_To be done_: Reproduce the lines below word for word, keeping every character, space, and line break the same.

_Provided records_:
----------

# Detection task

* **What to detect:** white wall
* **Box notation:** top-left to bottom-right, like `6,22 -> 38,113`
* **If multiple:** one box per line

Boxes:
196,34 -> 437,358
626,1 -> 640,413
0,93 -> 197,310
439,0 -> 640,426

----------

_Solution_:
# Detection task

* **What to detect:** white wall
* **Box notation:** top-left to bottom-right, like `6,22 -> 38,113`
* **If multiple:** one box per line

Boxes:
196,34 -> 437,358
626,1 -> 640,413
0,93 -> 197,310
439,0 -> 640,426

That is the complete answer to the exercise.